>> START PASSAGE GIVEN
Hungarian tree finished!!!
I have now finished the Hungarian tree :D
(a few days short of six months)
Nagyon boldog vagyok!!!
Köszönöm szépen Duolingo and everybody who lent a hand in the discussion forum!!!
Well done! I hit a brick wall in the middle of the course (dealing with various positional cases and preverbs, as I recall) that had so many nightmarishly long sentences and so few and/or unnatural and unwieldy English translations that I simply couldn't get past it. Have these bits been improved at all by now? Any tips?
I know what you are talking about. There has been some improvement, yes. But I have the feeling that the main core of the course as it was released in Beta will probably stay like that, as it would probably cause a lot more of confusion and instability to radically change things all the time. Corrections have been incorporated all the time i can assure you.
Even though sometimes it was a bit "frustrating" the overall balance of my experience is positive. I think that nobody comes to Duolingo to become 100% fluent in any given language. But it helps. It is a tool to foster learning languages.
In terms of tips, well look, right there in the middle of the course, as you say, I resorted to taking notes of every single sentence and its solution and used it as the basis for moving forward by looking at it carefully and trying to anticipate what was coming ahead. It still was tough but I managed thru. After that that's how I approached the rest of it.
I hope you can comeback and complete the course!!!
I will be here keeping the tree all nice and golden. I am thinking of another course too.
Congratulations for finishing (in spite of) that course ;-)
>> END PASSAGE GIVEN
> **WRITTEN TASK A**
Reproduce the section of the Hungarian course thread that begins with the words "I hope you can" and ends with "that course ;-)".
> **WRITTEN TASK B**
Carry on the Hungarian course thread from the point at which it stops.
The listing that follows this thread has no connection to the Hungarian course thread.
>> START COLLECTED DATA
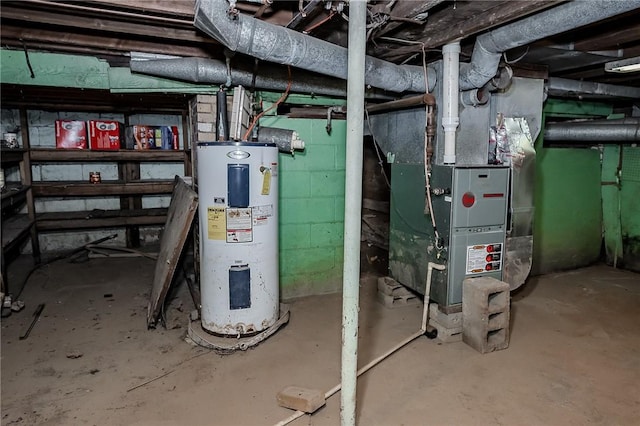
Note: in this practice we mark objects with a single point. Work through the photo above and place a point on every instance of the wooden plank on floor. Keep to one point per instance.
(182, 209)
>> END COLLECTED DATA
> **EXERCISE OUTPUT A**
I hope you can comeback and complete the course!!!
I will be here keeping the tree all nice and golden. I am thinking of another course too.
Congratulations for finishing (in spite of) that course ;-)

> **EXERCISE OUTPUT B**
And are you able to introduce yourself to another person? Are you able to ask in a bakery for a bread and five bread rolls? Do you feel able to buy a train ticket at a counter for two persons? Are you able to ask a bus driver, if this bus is the right one to reach a certain destination? Only by using hungarian words?
Because in none of these situations you will be asked for flying kindergarten teachers or cleaning ladies, crawling bugs, falling pillows, black cars and all those running-on gags of the Duolingo course-contributors.
I already finished that course maybe two or three months before but I was not proud of it because - as I mentioned in a post about terrible long sentences - I had to use the copy-paste function very, very often. I did not want to get faulty english into my mind to get through.
I am still going through the skills to see, if there are any improvements, and indeed, there are any. But for instance there are still a lot of sentences using faulty english OR with completely sensless content OR much too long OR do at least not accept "te", "ti" AND "ön" for the english "you".
Well, the answer to your questions is yes. I can very probably manage a bit more than that I'm sure.
And if I were to spend a couple of weeks in Budapest or a month, right now, my confidence in the use of what I already know would go really high.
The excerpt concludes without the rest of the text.